** Opening Given information block **
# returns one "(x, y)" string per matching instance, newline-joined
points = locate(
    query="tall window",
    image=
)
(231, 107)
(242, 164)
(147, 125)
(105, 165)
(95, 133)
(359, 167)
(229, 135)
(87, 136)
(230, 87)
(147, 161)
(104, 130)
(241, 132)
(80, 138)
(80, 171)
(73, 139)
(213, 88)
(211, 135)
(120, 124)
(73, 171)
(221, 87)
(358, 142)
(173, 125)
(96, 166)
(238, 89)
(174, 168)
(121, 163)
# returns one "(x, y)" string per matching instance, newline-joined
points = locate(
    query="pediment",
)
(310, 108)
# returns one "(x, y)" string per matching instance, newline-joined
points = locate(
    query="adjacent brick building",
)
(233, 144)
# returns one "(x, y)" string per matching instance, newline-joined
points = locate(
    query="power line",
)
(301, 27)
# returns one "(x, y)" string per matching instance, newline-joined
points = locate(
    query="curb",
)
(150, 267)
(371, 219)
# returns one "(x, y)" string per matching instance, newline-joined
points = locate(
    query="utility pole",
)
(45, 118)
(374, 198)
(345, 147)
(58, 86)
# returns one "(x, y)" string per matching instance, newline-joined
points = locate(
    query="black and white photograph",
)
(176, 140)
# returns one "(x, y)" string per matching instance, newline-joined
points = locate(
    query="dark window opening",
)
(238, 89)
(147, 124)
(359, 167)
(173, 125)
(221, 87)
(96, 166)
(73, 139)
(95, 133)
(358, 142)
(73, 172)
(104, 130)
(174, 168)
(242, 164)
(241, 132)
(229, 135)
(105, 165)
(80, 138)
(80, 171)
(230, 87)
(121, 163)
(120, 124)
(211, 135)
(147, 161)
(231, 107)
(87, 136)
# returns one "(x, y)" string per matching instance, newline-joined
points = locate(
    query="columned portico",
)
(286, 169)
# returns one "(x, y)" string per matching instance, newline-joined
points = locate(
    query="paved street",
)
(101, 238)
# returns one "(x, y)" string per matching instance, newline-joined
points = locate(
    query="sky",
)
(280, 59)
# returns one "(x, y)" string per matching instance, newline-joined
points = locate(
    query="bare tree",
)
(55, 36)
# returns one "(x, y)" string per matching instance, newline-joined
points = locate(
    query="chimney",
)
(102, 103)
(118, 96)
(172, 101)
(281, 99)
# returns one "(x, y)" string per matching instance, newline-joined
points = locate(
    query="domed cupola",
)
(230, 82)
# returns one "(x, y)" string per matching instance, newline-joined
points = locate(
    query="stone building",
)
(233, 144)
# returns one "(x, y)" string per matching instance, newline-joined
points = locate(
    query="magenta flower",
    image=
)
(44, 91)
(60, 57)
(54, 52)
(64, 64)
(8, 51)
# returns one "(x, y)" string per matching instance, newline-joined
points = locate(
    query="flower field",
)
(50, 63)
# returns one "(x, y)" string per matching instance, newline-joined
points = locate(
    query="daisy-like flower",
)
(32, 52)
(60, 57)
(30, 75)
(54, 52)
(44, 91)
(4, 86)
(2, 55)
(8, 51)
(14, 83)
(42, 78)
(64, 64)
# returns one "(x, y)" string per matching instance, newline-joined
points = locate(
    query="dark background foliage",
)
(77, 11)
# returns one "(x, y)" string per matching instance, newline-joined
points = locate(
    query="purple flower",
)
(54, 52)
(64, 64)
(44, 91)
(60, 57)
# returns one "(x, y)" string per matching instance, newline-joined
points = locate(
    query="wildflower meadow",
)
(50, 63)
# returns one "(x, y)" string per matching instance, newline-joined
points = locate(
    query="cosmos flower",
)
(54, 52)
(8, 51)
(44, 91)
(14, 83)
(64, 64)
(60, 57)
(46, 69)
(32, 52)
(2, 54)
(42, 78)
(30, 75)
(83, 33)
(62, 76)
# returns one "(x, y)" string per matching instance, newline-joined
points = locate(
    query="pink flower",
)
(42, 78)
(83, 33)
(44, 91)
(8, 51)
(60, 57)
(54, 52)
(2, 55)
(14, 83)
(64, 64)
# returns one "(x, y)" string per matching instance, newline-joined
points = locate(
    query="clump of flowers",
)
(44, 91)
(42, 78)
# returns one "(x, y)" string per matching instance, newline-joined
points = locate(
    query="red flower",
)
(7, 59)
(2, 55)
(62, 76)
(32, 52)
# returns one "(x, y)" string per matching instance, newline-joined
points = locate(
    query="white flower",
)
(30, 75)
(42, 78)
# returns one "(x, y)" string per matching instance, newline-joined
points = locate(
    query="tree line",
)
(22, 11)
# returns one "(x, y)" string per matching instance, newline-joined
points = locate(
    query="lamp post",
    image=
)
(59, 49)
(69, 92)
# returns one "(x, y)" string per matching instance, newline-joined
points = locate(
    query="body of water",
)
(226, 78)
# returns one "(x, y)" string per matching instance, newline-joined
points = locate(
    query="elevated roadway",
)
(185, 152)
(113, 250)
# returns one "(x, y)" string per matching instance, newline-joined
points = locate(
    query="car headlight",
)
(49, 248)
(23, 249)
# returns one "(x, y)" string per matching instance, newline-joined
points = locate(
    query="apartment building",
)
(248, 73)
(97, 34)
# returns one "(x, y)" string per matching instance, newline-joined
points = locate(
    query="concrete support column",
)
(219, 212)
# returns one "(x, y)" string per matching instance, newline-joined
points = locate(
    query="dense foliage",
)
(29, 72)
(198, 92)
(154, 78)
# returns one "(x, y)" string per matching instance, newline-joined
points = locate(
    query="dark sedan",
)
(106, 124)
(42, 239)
** Closing Given information block **
Prompt:
A bare number is the whole answer: how many lines in the entries contain "dark"?

Response:
3